PROBLEM REQUIREMENTS - In the listing below, find every line with the string "jersey" and pull it out.
Start of Block
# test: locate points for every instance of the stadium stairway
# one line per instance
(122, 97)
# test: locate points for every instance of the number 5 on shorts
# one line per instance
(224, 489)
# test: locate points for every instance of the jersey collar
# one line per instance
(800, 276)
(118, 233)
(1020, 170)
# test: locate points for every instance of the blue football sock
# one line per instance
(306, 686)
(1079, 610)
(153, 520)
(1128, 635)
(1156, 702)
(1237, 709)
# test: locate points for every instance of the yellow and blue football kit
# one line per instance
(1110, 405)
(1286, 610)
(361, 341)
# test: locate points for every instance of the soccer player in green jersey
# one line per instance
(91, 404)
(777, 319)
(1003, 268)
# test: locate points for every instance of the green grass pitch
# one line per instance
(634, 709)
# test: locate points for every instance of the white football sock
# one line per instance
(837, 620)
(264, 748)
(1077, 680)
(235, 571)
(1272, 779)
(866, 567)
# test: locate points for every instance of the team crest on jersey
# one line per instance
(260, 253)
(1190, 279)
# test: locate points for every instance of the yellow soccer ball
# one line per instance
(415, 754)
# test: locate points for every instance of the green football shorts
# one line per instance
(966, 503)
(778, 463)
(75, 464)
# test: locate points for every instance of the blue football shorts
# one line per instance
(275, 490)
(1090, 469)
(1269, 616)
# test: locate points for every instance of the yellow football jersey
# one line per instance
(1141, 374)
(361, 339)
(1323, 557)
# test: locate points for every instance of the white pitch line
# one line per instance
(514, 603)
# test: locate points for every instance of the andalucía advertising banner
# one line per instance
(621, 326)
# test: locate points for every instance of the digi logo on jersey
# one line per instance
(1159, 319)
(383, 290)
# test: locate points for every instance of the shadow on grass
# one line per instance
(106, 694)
End of Block
Start of Block
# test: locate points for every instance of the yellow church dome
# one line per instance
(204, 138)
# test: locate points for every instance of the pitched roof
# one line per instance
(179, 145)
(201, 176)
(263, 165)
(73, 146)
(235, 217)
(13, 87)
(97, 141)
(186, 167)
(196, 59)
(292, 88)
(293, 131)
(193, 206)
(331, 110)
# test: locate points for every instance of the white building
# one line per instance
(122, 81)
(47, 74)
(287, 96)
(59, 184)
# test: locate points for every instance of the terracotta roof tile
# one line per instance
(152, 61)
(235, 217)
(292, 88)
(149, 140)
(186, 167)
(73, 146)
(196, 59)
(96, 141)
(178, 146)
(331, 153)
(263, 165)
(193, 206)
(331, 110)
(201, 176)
End of Block
Start of Block
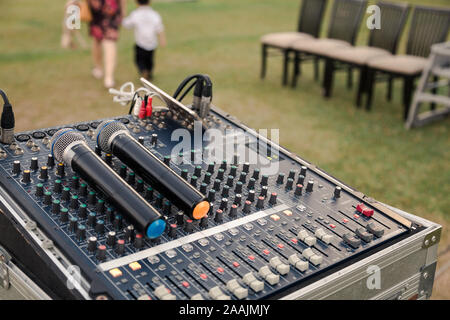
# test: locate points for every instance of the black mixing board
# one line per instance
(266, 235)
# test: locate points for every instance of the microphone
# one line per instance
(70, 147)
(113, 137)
End of Block
ANSWER SPACE -
# test: locate points for every instance of the jersey collar
# test: locate points for every instance of the soccer player in green jersey
# test: locate points for every instance of the team crest on jersey
# test: locate points for every instance of the yellow football jersey
# test: locate points for every instance of the digi logo on jersey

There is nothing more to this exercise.